PROBLEM STATEMENT: Copy the records word for word from the very beginning up to and including the line that contains "positive clicks: (582, 210)". Leave the picture out of your copy.

RECORDS PROVIDED:

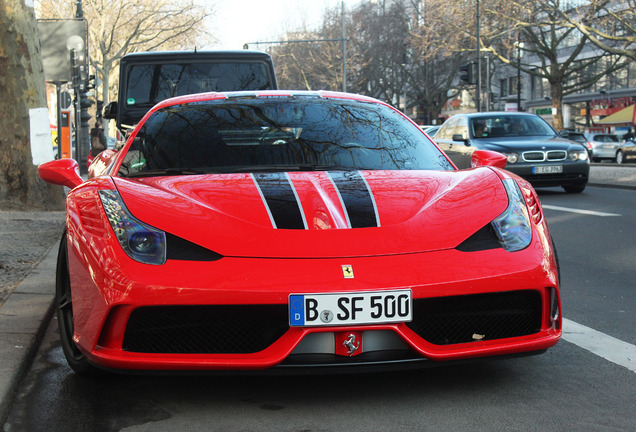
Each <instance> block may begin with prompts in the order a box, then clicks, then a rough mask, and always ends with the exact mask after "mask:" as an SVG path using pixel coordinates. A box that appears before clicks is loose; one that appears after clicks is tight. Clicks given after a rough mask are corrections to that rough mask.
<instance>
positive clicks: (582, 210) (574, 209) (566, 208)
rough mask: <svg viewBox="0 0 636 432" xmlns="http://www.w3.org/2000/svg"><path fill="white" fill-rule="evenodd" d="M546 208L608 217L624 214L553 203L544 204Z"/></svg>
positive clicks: (545, 208) (555, 209) (549, 209)
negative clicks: (557, 205)
mask: <svg viewBox="0 0 636 432" xmlns="http://www.w3.org/2000/svg"><path fill="white" fill-rule="evenodd" d="M542 207H543V208H544V209H548V210H558V211H567V212H570V213H579V214H586V215H592V216H601V217H607V216H622V215H619V214H616V213H603V212H595V211H592V210H581V209H573V208H569V207H559V206H551V205H543V206H542Z"/></svg>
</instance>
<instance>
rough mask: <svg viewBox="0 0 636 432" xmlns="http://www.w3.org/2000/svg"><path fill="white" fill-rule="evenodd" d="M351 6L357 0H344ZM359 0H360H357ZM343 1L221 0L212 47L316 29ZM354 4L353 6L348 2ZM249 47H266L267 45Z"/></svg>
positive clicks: (357, 1) (212, 25)
mask: <svg viewBox="0 0 636 432" xmlns="http://www.w3.org/2000/svg"><path fill="white" fill-rule="evenodd" d="M344 1H345V7H351V6H352V5H353V2H354V0H344ZM355 1H356V2H358V1H359V0H355ZM340 2H341V0H219V1H218V2H217V3H216V4H217V6H216V14H215V15H216V16H215V18H214V19H213V21H212V26H213V28H212V29H211V30H212V34H213V35H214V36H216V37H217V39H218V43H217V44H216V45H213V46H211V48H212V49H243V44H244V43H248V42H260V41H275V40H280V39H281V36H282V35H283V34H285V33H286V32H288V31H294V30H298V29H301V28H303V27H306V28H308V29H314V28H317V27H318V26H319V25H320V24H321V22H322V16H323V11H324V10H325V8H327V7H336V6H339V5H340ZM349 3H351V5H349ZM250 49H260V50H265V49H266V46H264V45H260V46H257V45H250Z"/></svg>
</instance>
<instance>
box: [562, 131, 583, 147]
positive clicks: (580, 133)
mask: <svg viewBox="0 0 636 432" xmlns="http://www.w3.org/2000/svg"><path fill="white" fill-rule="evenodd" d="M559 136H561V137H563V138H566V139H569V140H570V141H575V142H577V143H579V144H581V145H583V146H584V147H586V148H587V146H586V144H587V138H585V134H584V133H583V132H575V131H570V130H562V131H561V132H559Z"/></svg>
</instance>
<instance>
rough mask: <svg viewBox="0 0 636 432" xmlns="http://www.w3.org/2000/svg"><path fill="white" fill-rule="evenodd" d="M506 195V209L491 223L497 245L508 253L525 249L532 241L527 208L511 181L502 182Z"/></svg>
mask: <svg viewBox="0 0 636 432" xmlns="http://www.w3.org/2000/svg"><path fill="white" fill-rule="evenodd" d="M503 184H504V187H505V188H506V192H507V193H508V208H507V209H506V210H505V211H504V212H503V213H502V214H501V215H500V216H499V217H497V218H496V219H495V220H493V221H492V222H491V224H492V227H493V229H494V230H495V234H497V239H498V240H499V244H501V246H502V247H503V248H504V249H505V250H507V251H508V252H516V251H520V250H522V249H525V248H527V247H528V245H530V242H531V241H532V228H531V227H530V218H529V217H528V208H527V207H526V202H525V200H524V199H523V194H522V193H521V191H520V190H519V187H518V186H517V183H516V182H515V181H514V180H512V179H506V180H503Z"/></svg>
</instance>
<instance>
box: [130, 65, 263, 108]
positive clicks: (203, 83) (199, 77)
mask: <svg viewBox="0 0 636 432" xmlns="http://www.w3.org/2000/svg"><path fill="white" fill-rule="evenodd" d="M269 88H271V84H270V79H269V73H268V69H267V65H266V64H265V63H262V62H228V61H223V62H207V63H183V64H181V63H168V64H139V65H131V66H130V68H129V69H128V85H127V91H126V100H125V102H126V106H134V105H155V104H156V103H157V102H160V101H162V100H164V99H168V98H171V97H174V96H182V95H187V94H193V93H204V92H211V91H221V92H222V91H231V90H239V89H240V90H265V89H269Z"/></svg>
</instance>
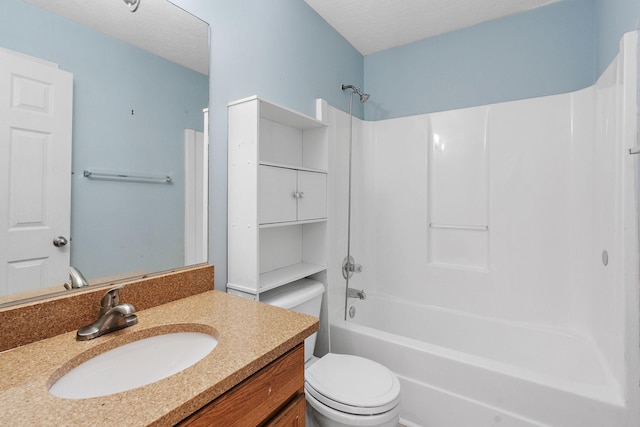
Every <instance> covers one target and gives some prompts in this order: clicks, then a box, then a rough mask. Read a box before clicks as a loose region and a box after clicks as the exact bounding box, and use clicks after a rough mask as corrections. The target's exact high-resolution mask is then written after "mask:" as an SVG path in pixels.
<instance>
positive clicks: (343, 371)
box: [260, 279, 400, 427]
mask: <svg viewBox="0 0 640 427" xmlns="http://www.w3.org/2000/svg"><path fill="white" fill-rule="evenodd" d="M323 292H324V285H323V284H322V283H320V282H317V281H315V280H310V279H301V280H298V281H296V282H293V283H290V284H288V285H285V286H281V287H279V288H276V289H273V290H271V291H268V292H265V293H263V294H262V295H261V296H260V301H262V302H265V303H267V304H271V305H275V306H278V307H282V308H286V309H289V310H293V311H297V312H299V313H304V314H309V315H311V316H315V317H319V316H320V307H321V304H322V293H323ZM315 342H316V334H315V333H314V334H313V335H311V336H310V337H308V338H307V339H306V340H305V343H304V347H305V348H304V355H305V381H304V389H305V395H306V399H307V425H309V426H313V425H315V426H319V427H340V426H367V427H397V426H398V423H399V420H400V409H399V405H398V404H399V403H400V382H399V381H398V378H397V377H396V375H395V374H394V373H393V372H391V371H390V370H389V369H388V368H386V367H384V366H382V365H380V364H379V363H376V362H374V361H372V360H369V359H365V358H362V357H358V356H351V355H346V354H334V353H329V354H327V355H326V356H323V357H322V358H320V359H318V358H317V357H314V356H313V349H314V347H315Z"/></svg>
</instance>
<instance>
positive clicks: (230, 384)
mask: <svg viewBox="0 0 640 427" xmlns="http://www.w3.org/2000/svg"><path fill="white" fill-rule="evenodd" d="M137 314H138V319H139V323H138V324H137V325H135V326H132V327H130V328H127V329H123V330H120V331H117V332H113V333H111V334H108V335H105V336H102V337H99V338H96V339H94V340H91V341H85V342H79V341H76V339H75V331H72V332H68V333H64V334H61V335H57V336H54V337H51V338H47V339H44V340H41V341H37V342H34V343H32V344H27V345H24V346H21V347H17V348H14V349H11V350H7V351H4V352H1V353H0V395H1V396H2V397H1V398H0V425H6V426H9V425H11V426H16V425H28V426H34V425H38V426H44V425H55V426H60V425H65V426H71V425H91V426H99V425H118V426H144V425H173V424H175V423H176V422H178V421H180V420H182V419H184V418H185V417H186V416H188V415H190V414H191V413H192V412H194V411H196V410H197V409H199V408H201V407H202V406H204V405H206V404H207V403H209V402H210V401H212V400H213V399H215V398H216V397H218V396H220V395H221V394H223V393H224V392H225V391H227V390H229V389H230V388H232V387H233V386H234V385H236V384H238V383H239V382H241V381H242V380H244V379H245V378H247V377H249V376H250V375H252V374H253V373H255V372H257V371H258V370H260V369H261V368H263V367H264V366H266V365H268V364H269V363H270V362H272V361H273V360H275V359H276V358H278V357H279V356H281V355H282V354H284V353H286V352H287V351H288V350H290V349H292V348H293V347H295V346H296V345H297V344H299V343H300V342H302V340H303V339H304V338H306V337H307V336H309V335H310V334H311V333H313V332H315V331H316V330H317V329H318V320H317V319H316V318H314V317H311V316H306V315H302V314H297V313H293V312H290V311H286V310H282V309H279V308H277V307H272V306H269V305H266V304H262V303H257V302H254V301H250V300H245V299H242V298H240V297H235V296H232V295H228V294H226V293H224V292H220V291H208V292H205V293H201V294H198V295H195V296H191V297H188V298H184V299H181V300H178V301H174V302H170V303H167V304H164V305H160V306H158V307H154V308H150V309H147V310H143V311H140V312H138V313H137ZM3 327H10V326H9V325H3ZM173 331H200V332H207V333H210V334H212V335H214V336H216V337H217V339H218V341H219V342H218V345H217V346H216V347H215V348H214V350H213V351H212V352H211V353H210V354H209V355H207V356H206V357H205V358H204V359H202V360H201V361H199V362H198V363H196V364H195V365H193V366H191V367H189V368H187V369H185V370H184V371H182V372H179V373H178V374H175V375H173V376H171V377H169V378H166V379H164V380H160V381H158V382H155V383H153V384H149V385H146V386H143V387H139V388H137V389H134V390H129V391H125V392H122V393H118V394H114V395H111V396H104V397H96V398H91V399H83V400H71V399H63V398H59V397H56V396H53V395H52V394H50V393H49V391H48V387H49V385H50V384H52V383H53V382H54V381H55V380H56V379H57V378H59V377H61V376H62V375H63V374H64V373H66V372H68V371H69V370H70V369H72V368H73V367H75V366H77V365H79V364H80V363H82V362H83V361H85V360H87V359H89V358H91V357H92V356H93V355H95V354H99V353H102V352H104V351H107V350H109V349H111V348H113V347H117V346H119V345H122V344H125V343H127V342H131V341H135V340H137V339H141V338H144V337H147V336H152V335H158V334H161V333H166V332H173Z"/></svg>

SOLUTION BELOW:
Each <instance> block may begin with prompts in the order a box, then clicks, then a rough mask, and always ends with the exact mask after "mask:" as an SVG path using pixel coordinates. A box that appears before clicks is loose; one that appears after clicks is tight. Clicks given after a rough mask are corrections to that rough mask.
<instance>
positive clicks: (582, 210) (574, 209) (566, 208)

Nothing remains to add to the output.